#### Lavoro da svolgere:
Nell'articolo sulle politiche culturali della Regione Lazio, di quale fondo ha beneficiato nel 2015 il progetto "Lazio Creativo"?

#### Articolo:
★ ★ ★ ★ ★

Angelo Zaccone Teodosi

La Regione Lazio, sotto la guida del Presidente Nicola Zingaretti, ha senza dubbio mostrato e continua a mostrare una sensibilità particolare verso le politiche (e le economie) culturali, e d’altronde questa attenzione è in linea con la precedente esperienza amministrativa del fratello del noto protagonista di “Montalbano” (Luca), allorquando ha retto la ormai evaporata Provincia di Roma (dall’aprile del 2008 al dicembre del 2012).

Se in Provincia le risorse erano modeste, in Regione il budget è certamente consistente, anche grazie all’utilizzazione dei fondi europei.

Si ricorda che comunque sotto la sua presidenza “provinciale”, Zingaretti aveva sostenuto con convinzione lo sviluppo delle imprese culturali, in particolare attraverso il progetto “Roma Provincia Creativa”, ideato da Gian Paolo Manzella, a suo tempo dirigente della Provincia, e poi eletto come Consigliere Regionale del Lazio (Gruppo Pd) nonché Vice Presidente della “Commissione Affari Comunitari e Internazionali, Cooperazione tra i Popoli e Tutela dei Consumatori” (si ricorda che Gian Paolo è il figlio del noto costituzionalista Andrea Manzella).

Manzella ha sviluppato l’esperienza maturata in Provincia e l’ha trasferita nell’ambito regionale, attraverso il progetto denominato “Lazio Creativo”, che ha beneficiato nel 2015 di un fondo di 1,5 milioni di euro e nel 2016 di 1,2 milioni di euro.

Il nostro mestiere – da oltre un quarto di secolo – di consulenti specializzati ed analisti critici delle politiche culturali e mediali ci consente di maturare un parere sui primi due anni del “governo della cultura” del Presidente Zingaretti, che ha voluto, non appena insediato, nel marzo 2013, la nota romanziera Lidia Ravera come Assessore alla Cultura ed allo Sport.

La prima domanda che sorge spontanea è: c’è stato un cambio di indirizzo e di gestione, rispetto alla precedente giunta (retta dalla destrorsa Renata Polverini, costretta nel settembre 2012 alle dimissioni a causa dello scandalo della impropria utilizzazione personale di fondi destinati ai partiti da parte di molti esponenti di quella consiliatura…) e rispetto alla giunta precedente ancora (retta dal sinistrorso Piero Marrazzo dal 2005 al 2009, che decise di dimettersi a seguito dello scandalo delle sue frequentazioni con un trans, accusato dalle opposizioni di aver utilizzato impropriamente l’auto blu regionale; va ricordato che la Corte di Cassazione nell’aprile del 2010 ha escluso ogni addebito nei suoi confronti ed ha dichiarato che era stato vittima di un complotto organizzato da carabinieri corrotti…)?!

La risposta è netta: c’è stato un cambio, ma non radicale. In effetti, Marrazzo (e la sua assessora alla cultura Giulia Rodano) così come Polverini (e la sua assessora Fabiana Santini) così come Zingaretti (e la sua assessora Lidia Ravera) hanno governato comunque in assenza di adeguata strumentazione cognitiva.

★ ★ ★ ★ ★

#### Dati registrati:
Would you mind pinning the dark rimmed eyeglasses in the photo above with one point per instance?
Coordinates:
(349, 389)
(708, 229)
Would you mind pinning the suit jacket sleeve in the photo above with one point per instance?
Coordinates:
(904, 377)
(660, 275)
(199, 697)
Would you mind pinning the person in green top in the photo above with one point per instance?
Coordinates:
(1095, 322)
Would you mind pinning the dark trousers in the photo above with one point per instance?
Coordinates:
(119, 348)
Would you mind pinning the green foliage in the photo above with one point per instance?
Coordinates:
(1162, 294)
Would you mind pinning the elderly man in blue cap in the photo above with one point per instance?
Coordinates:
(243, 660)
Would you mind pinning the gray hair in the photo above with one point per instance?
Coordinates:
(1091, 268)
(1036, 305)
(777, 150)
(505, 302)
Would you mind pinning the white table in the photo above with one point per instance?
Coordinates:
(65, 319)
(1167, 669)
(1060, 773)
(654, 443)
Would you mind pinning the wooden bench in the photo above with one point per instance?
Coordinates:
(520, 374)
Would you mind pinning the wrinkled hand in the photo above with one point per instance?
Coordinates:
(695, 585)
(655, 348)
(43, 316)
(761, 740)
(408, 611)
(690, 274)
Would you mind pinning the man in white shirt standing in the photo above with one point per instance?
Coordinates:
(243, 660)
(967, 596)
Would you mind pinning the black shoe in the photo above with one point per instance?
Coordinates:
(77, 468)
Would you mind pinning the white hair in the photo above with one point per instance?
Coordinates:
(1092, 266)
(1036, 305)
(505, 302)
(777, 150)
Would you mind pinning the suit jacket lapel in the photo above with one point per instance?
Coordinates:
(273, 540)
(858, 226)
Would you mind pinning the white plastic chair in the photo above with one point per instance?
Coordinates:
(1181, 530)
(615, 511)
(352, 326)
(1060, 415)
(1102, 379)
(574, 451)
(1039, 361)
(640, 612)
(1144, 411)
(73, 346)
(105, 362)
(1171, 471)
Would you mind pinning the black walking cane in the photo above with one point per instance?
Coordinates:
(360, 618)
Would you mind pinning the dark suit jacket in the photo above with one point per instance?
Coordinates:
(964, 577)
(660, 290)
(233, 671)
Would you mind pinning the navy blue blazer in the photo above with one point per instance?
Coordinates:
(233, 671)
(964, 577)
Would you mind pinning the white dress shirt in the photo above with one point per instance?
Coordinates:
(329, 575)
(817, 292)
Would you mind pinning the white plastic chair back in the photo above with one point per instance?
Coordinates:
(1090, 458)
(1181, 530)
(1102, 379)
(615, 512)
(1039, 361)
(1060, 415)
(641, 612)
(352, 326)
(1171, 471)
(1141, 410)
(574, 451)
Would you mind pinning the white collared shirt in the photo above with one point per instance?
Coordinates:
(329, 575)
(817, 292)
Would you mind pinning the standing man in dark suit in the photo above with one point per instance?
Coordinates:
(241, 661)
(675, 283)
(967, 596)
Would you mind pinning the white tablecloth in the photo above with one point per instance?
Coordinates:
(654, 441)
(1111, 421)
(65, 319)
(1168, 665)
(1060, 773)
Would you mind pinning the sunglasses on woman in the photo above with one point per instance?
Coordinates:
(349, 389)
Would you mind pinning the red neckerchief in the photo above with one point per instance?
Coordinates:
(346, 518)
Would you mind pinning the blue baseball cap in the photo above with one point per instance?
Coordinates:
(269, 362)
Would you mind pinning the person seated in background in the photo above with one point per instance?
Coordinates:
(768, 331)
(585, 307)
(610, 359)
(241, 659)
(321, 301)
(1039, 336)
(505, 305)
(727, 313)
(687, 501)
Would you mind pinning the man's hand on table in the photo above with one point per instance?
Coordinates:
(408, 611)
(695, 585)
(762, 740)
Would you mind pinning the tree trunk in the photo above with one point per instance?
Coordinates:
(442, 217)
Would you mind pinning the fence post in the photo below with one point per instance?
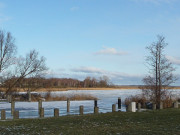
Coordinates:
(95, 103)
(114, 108)
(9, 98)
(29, 95)
(42, 113)
(81, 110)
(12, 107)
(139, 106)
(161, 105)
(39, 106)
(16, 115)
(119, 103)
(154, 106)
(176, 104)
(96, 110)
(68, 105)
(56, 112)
(131, 107)
(3, 114)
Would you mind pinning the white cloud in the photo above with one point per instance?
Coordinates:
(4, 18)
(110, 51)
(88, 70)
(157, 1)
(74, 8)
(2, 5)
(173, 60)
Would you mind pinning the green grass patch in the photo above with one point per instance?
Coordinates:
(119, 123)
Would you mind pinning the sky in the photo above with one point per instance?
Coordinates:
(81, 38)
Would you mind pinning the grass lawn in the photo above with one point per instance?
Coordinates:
(118, 123)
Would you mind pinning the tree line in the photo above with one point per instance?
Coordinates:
(34, 83)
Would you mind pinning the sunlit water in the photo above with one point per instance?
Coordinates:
(105, 100)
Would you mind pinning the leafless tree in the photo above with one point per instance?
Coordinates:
(160, 72)
(7, 50)
(30, 66)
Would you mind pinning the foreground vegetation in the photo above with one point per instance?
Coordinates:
(151, 122)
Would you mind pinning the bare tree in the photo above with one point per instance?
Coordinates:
(7, 50)
(30, 66)
(161, 72)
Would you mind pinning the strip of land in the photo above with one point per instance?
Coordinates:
(125, 87)
(160, 122)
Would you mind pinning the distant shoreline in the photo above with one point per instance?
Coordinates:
(72, 88)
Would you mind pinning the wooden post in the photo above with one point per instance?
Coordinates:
(96, 110)
(29, 95)
(154, 106)
(119, 103)
(161, 105)
(56, 112)
(42, 113)
(131, 107)
(81, 110)
(16, 115)
(176, 104)
(12, 107)
(114, 108)
(39, 105)
(9, 98)
(3, 114)
(128, 108)
(68, 105)
(139, 106)
(95, 103)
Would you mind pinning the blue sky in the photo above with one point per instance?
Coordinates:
(81, 38)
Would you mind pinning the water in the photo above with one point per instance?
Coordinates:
(105, 100)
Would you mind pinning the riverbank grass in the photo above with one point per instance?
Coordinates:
(140, 123)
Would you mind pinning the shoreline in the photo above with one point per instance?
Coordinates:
(72, 88)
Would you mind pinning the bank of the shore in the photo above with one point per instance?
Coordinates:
(161, 122)
(73, 88)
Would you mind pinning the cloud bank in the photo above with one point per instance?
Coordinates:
(110, 51)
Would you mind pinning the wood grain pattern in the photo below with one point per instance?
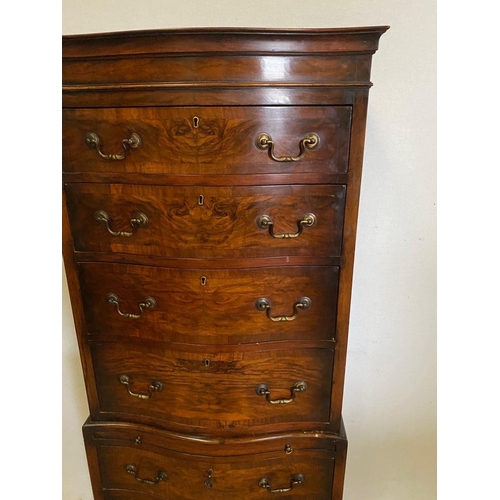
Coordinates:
(220, 312)
(231, 478)
(220, 393)
(221, 225)
(216, 450)
(206, 68)
(223, 143)
(224, 40)
(208, 342)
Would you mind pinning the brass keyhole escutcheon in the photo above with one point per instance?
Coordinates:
(208, 480)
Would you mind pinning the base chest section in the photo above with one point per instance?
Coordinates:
(137, 462)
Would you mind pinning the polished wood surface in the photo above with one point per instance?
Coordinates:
(198, 99)
(237, 464)
(212, 389)
(229, 479)
(209, 306)
(207, 222)
(186, 140)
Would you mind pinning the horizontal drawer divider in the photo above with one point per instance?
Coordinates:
(188, 263)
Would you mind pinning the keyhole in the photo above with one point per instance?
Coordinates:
(208, 480)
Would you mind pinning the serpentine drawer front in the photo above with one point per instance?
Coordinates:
(217, 140)
(207, 222)
(140, 463)
(213, 389)
(209, 306)
(211, 182)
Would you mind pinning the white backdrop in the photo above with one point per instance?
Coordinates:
(390, 395)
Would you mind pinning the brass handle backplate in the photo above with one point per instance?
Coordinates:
(263, 390)
(264, 141)
(296, 480)
(93, 142)
(302, 303)
(147, 303)
(266, 222)
(161, 476)
(138, 220)
(156, 385)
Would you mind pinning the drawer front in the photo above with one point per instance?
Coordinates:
(211, 388)
(203, 222)
(127, 473)
(210, 306)
(215, 140)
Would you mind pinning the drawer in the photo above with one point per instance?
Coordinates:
(127, 473)
(212, 388)
(207, 140)
(210, 306)
(207, 222)
(130, 457)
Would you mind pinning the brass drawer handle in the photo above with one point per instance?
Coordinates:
(296, 480)
(263, 390)
(148, 303)
(156, 385)
(264, 141)
(302, 303)
(161, 476)
(139, 220)
(266, 222)
(93, 142)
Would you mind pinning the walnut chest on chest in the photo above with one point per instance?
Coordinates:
(211, 182)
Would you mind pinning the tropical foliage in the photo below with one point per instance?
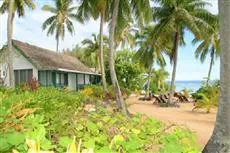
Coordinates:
(175, 16)
(209, 45)
(52, 117)
(63, 14)
(128, 72)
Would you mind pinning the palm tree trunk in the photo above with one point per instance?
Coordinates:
(10, 47)
(57, 45)
(102, 57)
(116, 87)
(210, 66)
(148, 83)
(175, 56)
(220, 139)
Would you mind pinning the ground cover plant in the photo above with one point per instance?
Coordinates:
(52, 117)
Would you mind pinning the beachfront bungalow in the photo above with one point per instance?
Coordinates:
(51, 69)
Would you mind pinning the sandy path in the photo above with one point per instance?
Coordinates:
(199, 122)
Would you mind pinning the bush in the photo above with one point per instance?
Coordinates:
(52, 117)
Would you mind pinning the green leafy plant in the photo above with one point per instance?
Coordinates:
(51, 117)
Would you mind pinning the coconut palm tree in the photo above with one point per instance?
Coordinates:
(176, 16)
(97, 9)
(119, 99)
(209, 45)
(151, 51)
(12, 6)
(63, 15)
(93, 48)
(220, 139)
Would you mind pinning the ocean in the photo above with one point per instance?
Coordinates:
(192, 85)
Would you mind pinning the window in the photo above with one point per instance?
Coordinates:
(61, 79)
(23, 76)
(46, 78)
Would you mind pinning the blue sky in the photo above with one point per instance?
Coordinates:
(28, 29)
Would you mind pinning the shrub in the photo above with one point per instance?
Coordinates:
(52, 117)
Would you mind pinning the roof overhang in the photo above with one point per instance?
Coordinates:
(74, 71)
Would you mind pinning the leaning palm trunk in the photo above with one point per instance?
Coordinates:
(10, 47)
(119, 98)
(220, 140)
(210, 66)
(102, 58)
(148, 83)
(57, 45)
(174, 58)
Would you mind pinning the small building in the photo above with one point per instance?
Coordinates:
(51, 69)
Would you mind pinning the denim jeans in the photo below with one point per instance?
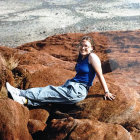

★ ★ ★ ★ ★

#### Risultato completo:
Un fondo di 1,5 milioni di euro.